START SOURCE EXTRACT

In a proposal, a statue of Native American activist Billy Frank Jr. in the US Capitol would replace one of missionary Marcus Whitman.

OLYMPIA, Wash. — Washington might have a new statue representing the state at the U.S. Capitol in Washington D.C. State lawmakers are proposing replacing the statue of missionary Marcus Whitman with one of Native American activist Billy Frank, Jr.

Frank, who died in 2014, received the U.S. Medal of Freedom and was nominated for the Nobel Peace Prize. 

He fought the U.S. government over fishing rights that had been guaranteed to Native Americans under treaties signed between tribes and the federal government.

A National Wildlife Refuge site near Olympia is named after Frank, who was a member of the Nisqually Tribe.

Credit: KING
Billy Frank Jr.

Marcus Whitman was a physician and missionary who introduced Native Americans to Christianity in areas of what is now eastern Washington in the mid-1800s. Whitman’s mission near Walla Walla is now a National Historic Site.

According to historical accounts, eleven members of the Cayuse tribe killed Whitman and other settlers after he was blamed for a measles outbreak that killed half the tribe. 

Whitman's statue has been on display in Statuary Hall in the nation’s Capitol since 1953.

END SOURCE EXTRACT
START AVAILABLE DATA

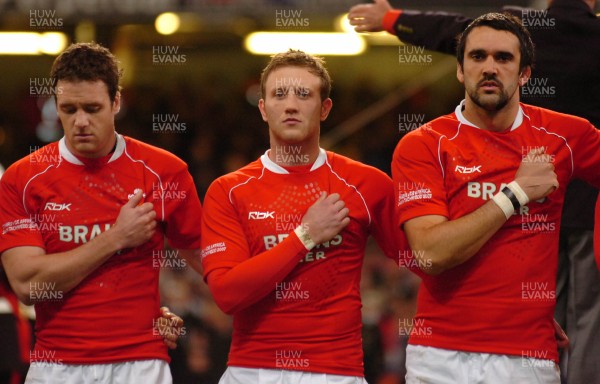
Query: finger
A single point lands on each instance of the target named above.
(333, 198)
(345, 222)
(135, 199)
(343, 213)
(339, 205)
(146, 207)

END AVAILABLE DATA
START AVAILABLE DATA

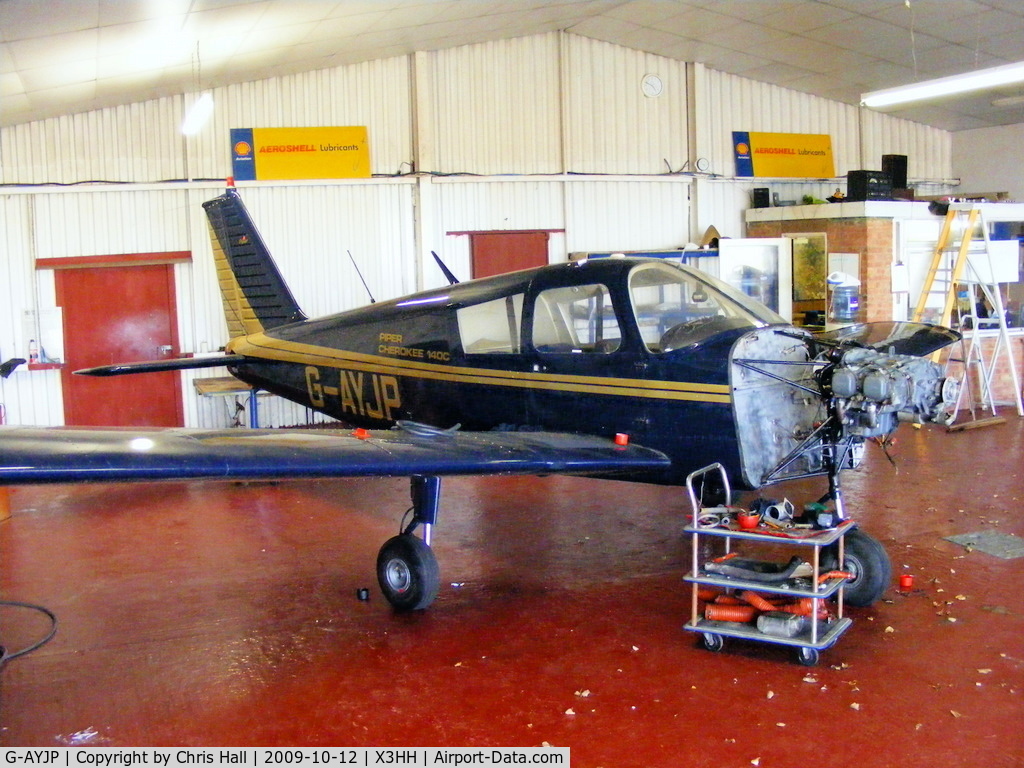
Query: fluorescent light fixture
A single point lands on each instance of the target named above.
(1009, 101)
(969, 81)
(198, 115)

END AVAILABLE DATA
START AVAILABLE DATA

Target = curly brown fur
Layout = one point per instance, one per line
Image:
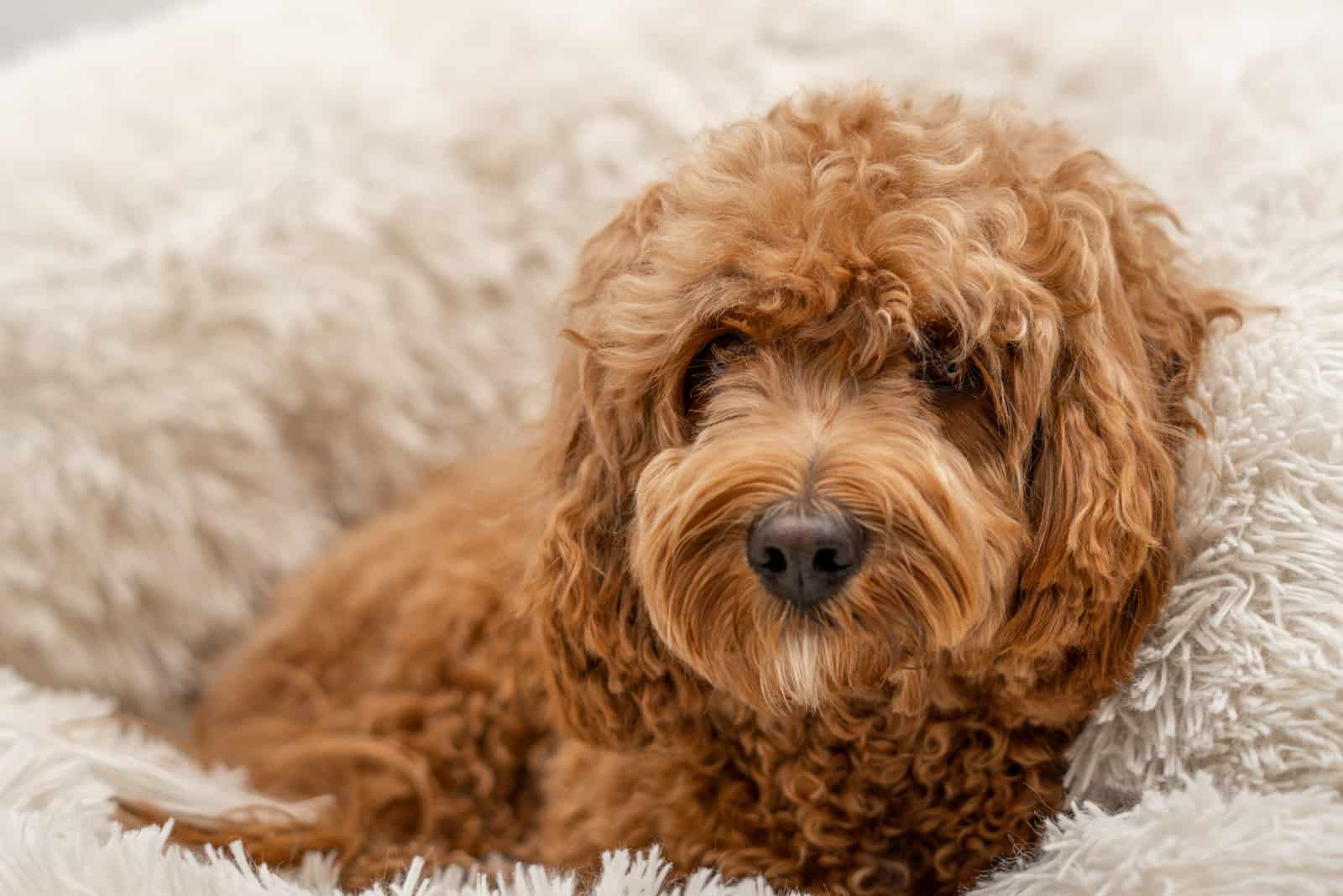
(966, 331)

END AVAILABLE DATA

DIRECTIONS:
• A. Answer these questions from the statue article, each on its own line:
(i) In what year did Billy Frank Jr. die?
(ii) Of which tribe was Frank a member?
(iii) Since what year has Whitman's statue been on display in Statuary Hall?
• B. Please write out the stretch of the statue article from "OLYMPIA, Wash. —" through "the federal government.".
• C. Extend the article about the proposed Capitol statue with the next part, picking up after its final sentence.

ANSWERS PROVIDED:
• A.
(i) 2014
(ii) The Nisqually Tribe
(iii) 1953

• B.
OLYMPIA, Wash. — Washington might have a new statue representing the state at the U.S. Capitol in Washington D.C. State lawmakers are proposing replacing the statue of missionary Marcus Whitman with one of Native American activist Billy Frank, Jr.

Frank, who died in 2014, received the U.S. Medal of Freedom and was nominated for the Nobel Peace Prize. 

He fought the U.S. government over fishing rights that had been guaranteed to Native Americans under treaties signed between tribes and the federal government.

• C.
Bill sponsor Rep. Debra Lekanoff, D-Skagit Valley, said the state should preserve Whitman’s statue but that it's time for a change in the state’s representation at the U.S. Capitol.

“We honor the past. We recognize today, and we build the future. And Billy has always built the future for us. The honor, he brings the respect he brings, especially during a time of COVID and a time of healing, this is who Billy is. And he has a way of bringing everyone together,” Lekanoff said.

The proposal had a public hearing Monday and no one testified against the bill.

Frank's son, Willie Frank, III, now a tribal council member with the Nisqually Tribe, said having his father’s statue in Washington, D.C., would be a great accomplishment.

“To think that this young Nisqually boy who grew up his whole life being arrested for exercising his treaty rights and his tribal sovereignty, to protect our way of life, to think that that that'll be there to represent the state is amazing,” he said.